* OBJECTIVE
Please restate the following records word for word.

* RECORDS

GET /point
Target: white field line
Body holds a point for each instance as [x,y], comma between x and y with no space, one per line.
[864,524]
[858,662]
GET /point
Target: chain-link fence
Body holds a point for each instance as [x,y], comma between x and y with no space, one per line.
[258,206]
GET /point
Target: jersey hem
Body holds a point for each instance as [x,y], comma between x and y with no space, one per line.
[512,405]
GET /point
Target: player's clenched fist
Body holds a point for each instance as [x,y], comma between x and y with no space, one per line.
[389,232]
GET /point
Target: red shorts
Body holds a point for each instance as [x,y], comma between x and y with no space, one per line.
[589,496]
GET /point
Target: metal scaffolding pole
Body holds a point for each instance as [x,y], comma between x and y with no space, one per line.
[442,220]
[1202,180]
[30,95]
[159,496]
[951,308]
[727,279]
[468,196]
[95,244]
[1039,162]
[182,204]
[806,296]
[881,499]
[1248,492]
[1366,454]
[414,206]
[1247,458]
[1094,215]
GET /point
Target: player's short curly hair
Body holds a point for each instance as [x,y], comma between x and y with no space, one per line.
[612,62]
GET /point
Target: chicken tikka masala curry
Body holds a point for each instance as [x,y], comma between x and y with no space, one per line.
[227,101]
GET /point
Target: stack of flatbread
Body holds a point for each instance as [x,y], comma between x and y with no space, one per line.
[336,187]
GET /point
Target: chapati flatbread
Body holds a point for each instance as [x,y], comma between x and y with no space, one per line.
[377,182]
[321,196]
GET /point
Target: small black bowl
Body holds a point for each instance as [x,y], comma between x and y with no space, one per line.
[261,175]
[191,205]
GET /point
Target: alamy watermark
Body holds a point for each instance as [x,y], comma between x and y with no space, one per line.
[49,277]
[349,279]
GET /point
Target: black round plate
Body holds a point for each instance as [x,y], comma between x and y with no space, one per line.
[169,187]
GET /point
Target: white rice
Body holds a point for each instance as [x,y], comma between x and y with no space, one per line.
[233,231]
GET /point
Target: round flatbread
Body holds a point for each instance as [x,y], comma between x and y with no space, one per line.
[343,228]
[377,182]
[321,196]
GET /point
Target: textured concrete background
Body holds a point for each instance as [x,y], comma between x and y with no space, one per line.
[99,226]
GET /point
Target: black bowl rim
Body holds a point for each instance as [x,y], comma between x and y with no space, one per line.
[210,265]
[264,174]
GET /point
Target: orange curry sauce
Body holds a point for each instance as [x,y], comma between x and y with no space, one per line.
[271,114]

* COMPLETED TASK
GET /point
Target: white field line
Body holds a point for each instance as [x,y], comma between x and y with no space, one per line.
[864,524]
[858,662]
GET /point
Target: chain-link fence
Body holds a point for each instance as [x,y], comma between x and y with no space, one per line.
[258,206]
GET /point
Target: jersey hem
Body holds a point for each instance as [x,y], comma between x and y with no space, one per line.
[512,405]
GET /point
Target: player's clenched fist
Body holds a point for each instance as [x,y], comma between x and y with no space, one per line.
[389,232]
GET /point
Target: red shorts
Body holds a point for each instance as [x,y], comma between x and y with no space, one per line.
[589,496]
GET /point
Target: metal scaffolding pole
Body holds a point for each instance as [x,y], comma between x and y with no space, one per line.
[442,220]
[1202,180]
[30,95]
[159,496]
[951,308]
[727,279]
[468,196]
[95,244]
[1039,162]
[182,204]
[806,296]
[881,499]
[1248,492]
[1366,454]
[414,206]
[1247,458]
[1094,215]
GET /point
Target: player's short curly hair
Body holds a point for each instance as [x,y], comma between x and y with no space, one per line.
[612,62]
GET /point
Target: chicken tikka masala curry
Body holds a point for each instance as [x,y], comma between x and y with no space, one per line.
[227,101]
GET /point
Target: stack of flatbread
Body holds a point for each instance as [x,y], comma between x and y with no space, one per line.
[336,187]
GET /point
Target: chapati flatbread
Body holds a point for each instance as [x,y], comma between x and y with no space, one per line.
[377,182]
[321,196]
GET /point
Target: small black bowl
Body holds a point for each instance as [x,y], comma between x and y with no space, one per line.
[261,175]
[191,205]
GET /point
Target: alamy watermark
Body holds a point for each instance as [x,y], comma between x and y with no space, one per line.
[49,277]
[349,279]
GET /point
Target: black round plate
Body holds a point for each instance as [x,y], comma between x and y with no space, one per line.
[169,187]
GET /point
Target: white rice
Body holds a point for each instance as [x,y], comma between x and y with no space, one per line.
[233,231]
GET /point
Target: round flatbread
Body holds a point for each instance as [x,y], comma between x and y with no space, one per line.
[343,228]
[377,182]
[321,196]
GET /point
Target: textured concrete background
Body holds a point for each instance as [x,y], comma between x and y with no space, one per line.
[99,226]
GET /point
Target: black bowl rim
Body holds a point for each instance as [x,y], comma between x and y with no space, one per line.
[210,265]
[264,174]
GET /point
Target: orange curry sauce
Body holds a point for each instance as [x,y], comma between x and y with no space, one per line.
[271,114]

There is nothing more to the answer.